▶ Fragmento del texto
Disponíamos de una pequeña tienda situada en los bajos del edificio donde se ubicaba parvulitos. Se abrían unos enormes ventanales y, tras subir tres grandes escalones de madera, vieja y carcomida por los años, llegábamos como a un paraíso de chucherías, chocolates y multitud de dulces, al que comúnmente llamábamos: el kiosko de Pacita. Está claro que la madera de antes ya no es la de ahora. Aquellos tres míseros escalones aguantaban el peso de unos 30 alumnos apelotonados unos encima de otros.
En el kiosko encontrábamos aquellos ansiados helados de Frigo o de Miko, ya fuese verano o invierno, los había todo el año: los «frigopie», los «drácula» o el «mikolápiz», mi preferido. En otras ocasiones, traían «La Menorquina» o «Alacant», pero no eran tan apetecibles. Aquellos flash de cola, de limón, de piña… Chicles «Cheinw», sobre todo, que era el que mandaba en aquella época.
Recuerdo a mi compañero de clase, José Antonio, que era salir al recreo a comer el bocata y le entraba cara de pena. La razón era muy evidente. Su madre, le mandaba en la mochila cada día, un mendrugo de la barra de pan del día anterior. Integral y sin sal, para joder, evidentemente. Normalmente lo llamamos currusco o cuerno de pan. A todo esto, le añadimos el que, en su interior, llevaba una diminuta loncha de jamón de york o chopped. El motivo era que José Antonio estaba algo pasado de kilos. Con aquel bocata, por llamarlo de alguna manera, su madre pensaba ponerle a dieta para bajar aquellos kilos de más. Poco duraba aquella dieta, cuando pisaba el primer escalón hacia la cumbre de los ventanales del kiosko de Pacita, y se compraba, hasta dos veces, aquellos enormes triángulos cubiertos de chocolate y con corazón de apetitoso bizcocho con crema pastelera. De postre, se «apretaba» una palmera gigante, no como las de ahora, también de chocolate, para quitarse ese sabor que dejaba el «triángulo».
Recuerdo a doña Milagros, la profesora de inglés, como si fuera hoy. Le molestaba que la llamásemos doña y le encantaba oir «señorita Milagros». Los años ya le habían quitado ese privilegio. En su clase mandaban las niñas, a no ser que estuviese Marcelo, que era una más. Se le notaba su poderío cuando decía aquello de «nosotras mandamos en clase». !Menudas movidas había con aquellos comentarios de Marcelo!. Más de uno le calló la boca fuera del colegio y, hasta en el patio de recreo, recibía notas amenazantes.

▶ Entradas
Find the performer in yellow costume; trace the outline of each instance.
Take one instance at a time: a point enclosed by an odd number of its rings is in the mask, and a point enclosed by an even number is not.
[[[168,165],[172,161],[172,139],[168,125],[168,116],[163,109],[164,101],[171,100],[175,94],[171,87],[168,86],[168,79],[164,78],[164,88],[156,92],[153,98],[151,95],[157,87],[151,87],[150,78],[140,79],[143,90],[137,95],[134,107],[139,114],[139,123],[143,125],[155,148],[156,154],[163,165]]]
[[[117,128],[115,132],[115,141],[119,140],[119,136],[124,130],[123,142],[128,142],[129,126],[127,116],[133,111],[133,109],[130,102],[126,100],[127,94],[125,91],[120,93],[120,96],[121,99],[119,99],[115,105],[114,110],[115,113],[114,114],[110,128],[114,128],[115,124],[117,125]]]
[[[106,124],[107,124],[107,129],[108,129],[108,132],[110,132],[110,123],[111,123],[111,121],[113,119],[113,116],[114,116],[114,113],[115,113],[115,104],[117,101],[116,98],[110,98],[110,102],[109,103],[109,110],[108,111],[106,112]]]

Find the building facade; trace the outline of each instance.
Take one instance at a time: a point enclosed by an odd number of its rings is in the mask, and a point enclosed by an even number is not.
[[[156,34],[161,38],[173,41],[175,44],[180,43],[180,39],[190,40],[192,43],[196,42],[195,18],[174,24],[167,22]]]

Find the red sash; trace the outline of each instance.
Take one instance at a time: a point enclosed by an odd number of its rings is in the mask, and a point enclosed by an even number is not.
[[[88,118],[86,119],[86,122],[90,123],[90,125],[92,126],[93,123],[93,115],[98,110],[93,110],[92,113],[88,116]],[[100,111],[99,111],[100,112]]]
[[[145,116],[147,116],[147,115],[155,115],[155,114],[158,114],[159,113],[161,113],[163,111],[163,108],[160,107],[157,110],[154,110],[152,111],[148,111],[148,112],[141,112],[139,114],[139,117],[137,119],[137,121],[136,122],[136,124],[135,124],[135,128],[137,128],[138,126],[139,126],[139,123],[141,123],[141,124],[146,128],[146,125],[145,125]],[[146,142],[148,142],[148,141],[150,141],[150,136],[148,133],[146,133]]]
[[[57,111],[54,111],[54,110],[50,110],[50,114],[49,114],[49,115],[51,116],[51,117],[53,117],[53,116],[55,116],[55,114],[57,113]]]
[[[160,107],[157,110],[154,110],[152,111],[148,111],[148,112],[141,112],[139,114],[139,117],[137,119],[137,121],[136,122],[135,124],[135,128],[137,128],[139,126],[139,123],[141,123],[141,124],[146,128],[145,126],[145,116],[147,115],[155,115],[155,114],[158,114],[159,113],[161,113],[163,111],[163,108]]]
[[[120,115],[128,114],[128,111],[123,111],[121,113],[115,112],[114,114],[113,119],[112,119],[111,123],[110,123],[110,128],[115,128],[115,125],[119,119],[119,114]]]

▶ Tarea 1
Transcribe el fragmento sobre los recuerdos del colegio desde "Recuerdo a doña" hasta "recibía notas amenazantes.".
▶ Tarea 2
Prosigue el fragmento sobre los recuerdos del colegio a partir de su última oración.

▶ Resultado esperado 1
Recuerdo a doña Milagros, la profesora de inglés, como si fuera hoy. Le molestaba que la llamásemos doña y le encantaba oir «señorita Milagros». Los años ya le habían quitado ese privilegio. En su clase mandaban las niñas, a no ser que estuviese Marcelo, que era una más. Se le notaba su poderío cuando decía aquello de «nosotras mandamos en clase». !Menudas movidas había con aquellos comentarios de Marcelo!. Más de uno le calló la boca fuera del colegio y, hasta en el patio de recreo, recibía notas amenazantes.

▶ Resultado esperado 2
Doña Milagros, a la que llamábamos «la búho», por sus gafas con tantísimas y tantísimas dioptrías, (también llamadas gafas de «culo de botella»), era muy escrupulosa con eso de coger el bolígrafo con las manos. Los gérmenes y esas cosas que jamás veíamos, solamente cuando echaban en la televisión, los capítulos de «Érase una vez el cuerpo humano». Pegados a la tele todas las tardes y después de clase, (porque antes era jornada partida, no como ahora). Se ponía un guante blanco en la diestra y así evitaba contacto con gérmenes, cuando usaba un útil de escritura que no era el suyo. Eso siempre, porque nunca llevaba ninguno propio. Siempre a gastarle tinta a los demás. Nunca entendí tal miedo por aquella tontería y más, cuando pedía a alguna niña o a Marcelo, indistintamente, ir al baño a por agua. !AL BAÑO!, ese baño que desprendía gérmenes desde lejos. Porque, no os lo perdáis, pero llevaba siempre su propio vaso de agua. Decía: Me lo lavas y me lo llenas de agua fría. El !por favor! también se lo ahorraba mucho. Hoy en día ese tipo de cosas no serían así…
Había otro profesor con una cualidad innata. Se zampaba medio bocadillo con solo mirarlo. A la pregunta de: ¿a ver a qué sabe eso?, te cepillaba medio bocadillo de un mordisco y, si le gustaba, relamía los bordes para que te diese asco y se lo dejases. Estaba todo planificado por don Arturo, al que, por supuesto, también le habíamos puesto mote. Se le decidió llamar «el cojo», por su inusual cojera. Un accidente de coche le dejó así para la posteridad. Recuerdo verle siempre fumando en clase mientras nosotros tragábamos humo a la hora de hacer nuestras tareas de Lengua y Literatura. Cosas impensables hoy en día.
Don Arturo era hermano de otro profesor del colegio, don Jesús. Le podríamos haber llamado Chus, por ejemplo, pero preferimos ponerle el mote de Chusín Pelitoperfecto. Aquel peinado tan «enlacado» que no se movía nada cuando nos daba clases de gimnasia. Ahora es Educación Física. Imposible llamarlo así en aquella época, porque dejo claro que ni había educación ni física.
Desde hace varios años se habla mucho del Bullying. Antes, eso no existía ni por asomo. Unos éramos delgados y otros gordos y a nadie le importaba que le llamasen flaco o gordo. Nos lo pasábamos todo por el mismísimo «forro». Teníamos un profesor, don Felipe, que se metía mucho con los gordos. Hoy en día recibiría amenazas, no de padres, sino de los propios alumnos, se dejaría sacudir y grabar por ellos para que pudieran subir el vídeo a youtube. Sinceramente, se merecía un buen ladrillazo en toda la boca, pero hace algo más de 30 años, había que callarse la boca y no decir ni pío.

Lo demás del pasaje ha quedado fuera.